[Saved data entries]
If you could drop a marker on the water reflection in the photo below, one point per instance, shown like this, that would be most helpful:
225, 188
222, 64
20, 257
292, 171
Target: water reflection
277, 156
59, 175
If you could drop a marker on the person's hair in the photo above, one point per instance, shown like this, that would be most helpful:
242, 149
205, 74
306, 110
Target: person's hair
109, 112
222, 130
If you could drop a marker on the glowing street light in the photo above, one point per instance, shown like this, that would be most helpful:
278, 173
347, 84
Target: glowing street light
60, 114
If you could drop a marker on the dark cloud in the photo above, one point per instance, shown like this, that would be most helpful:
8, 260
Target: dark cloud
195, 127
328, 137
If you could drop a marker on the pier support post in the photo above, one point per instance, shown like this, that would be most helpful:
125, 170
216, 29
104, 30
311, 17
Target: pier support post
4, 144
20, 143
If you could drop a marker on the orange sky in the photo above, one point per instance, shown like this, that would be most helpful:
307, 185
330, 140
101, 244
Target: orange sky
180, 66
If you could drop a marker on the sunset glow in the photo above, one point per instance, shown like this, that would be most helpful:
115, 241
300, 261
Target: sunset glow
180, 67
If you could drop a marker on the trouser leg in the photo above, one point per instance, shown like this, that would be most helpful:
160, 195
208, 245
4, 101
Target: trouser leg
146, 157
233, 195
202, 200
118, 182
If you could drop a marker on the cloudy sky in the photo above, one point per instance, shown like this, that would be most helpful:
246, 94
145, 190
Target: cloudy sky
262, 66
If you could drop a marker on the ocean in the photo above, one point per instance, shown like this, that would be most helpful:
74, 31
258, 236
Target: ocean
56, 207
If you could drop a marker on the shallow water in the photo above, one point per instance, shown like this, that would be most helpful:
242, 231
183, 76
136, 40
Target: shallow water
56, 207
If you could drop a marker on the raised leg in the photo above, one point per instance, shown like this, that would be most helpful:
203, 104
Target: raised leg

§ Work item: A verbatim copy of all the records is required. Write it out in full.

§ Answer area:
If you could drop a marker on the water reflection in the photo below, one point per instance, shown like this, that would be most helpful:
225, 188
222, 64
20, 257
292, 171
Target: water reflection
277, 156
59, 175
If you could drop a marker on the person's hair in the photo above, one point per instance, shown like this, that would be most helpful:
242, 149
205, 74
306, 110
Target: person's hair
109, 112
222, 130
If you could drop a marker on the glowing street light in the photo above, one point per instance, shown like this, that would be most helpful:
278, 173
347, 84
Target: glowing street light
60, 114
If you could drop a marker on the dark cloud in the photo above, one point per instance, shown like this, that would be most helpful:
8, 260
Target: dark cloud
195, 127
328, 137
If you could drop a marker on the pier support post in the photo above, one point per instance, shown like this, that would be most helpful:
125, 170
216, 29
104, 30
311, 17
Target: pier support post
4, 144
20, 143
If you could drop a marker on the orange sky in the photo above, one point per instance, shown like this, that would be most helpful:
307, 185
330, 140
101, 244
Target: orange sky
180, 66
If you could drop a marker on the sunset glow in the photo above, one point per instance, shown like this, that would be most helpful:
115, 241
300, 261
Target: sunset glow
180, 67
If you could drop a marker on the trouser leg in the photo above, one point per instance, shown like this, that would be most helpful:
160, 195
208, 245
4, 101
Target: trouser leg
146, 157
233, 195
202, 200
118, 182
If you could drop a marker on the cloudy sky in the photo above, one point per instance, shown like this, that would be most helpful:
246, 94
145, 190
Target: cloudy sky
262, 66
If you could drop a marker on the ocean in the photo above, one point per instance, shown like this, that would be most helpful:
74, 31
258, 236
Target: ocean
56, 207
If you could drop a marker on the shallow water in the photo above, one point per instance, shown like this, that would be most helpful:
242, 231
183, 76
136, 40
Target: shallow water
56, 207
If you could drop a marker on the raised leg in the photo above, one point per instance, shown like this, that would be most helpful:
203, 104
Target: raised leg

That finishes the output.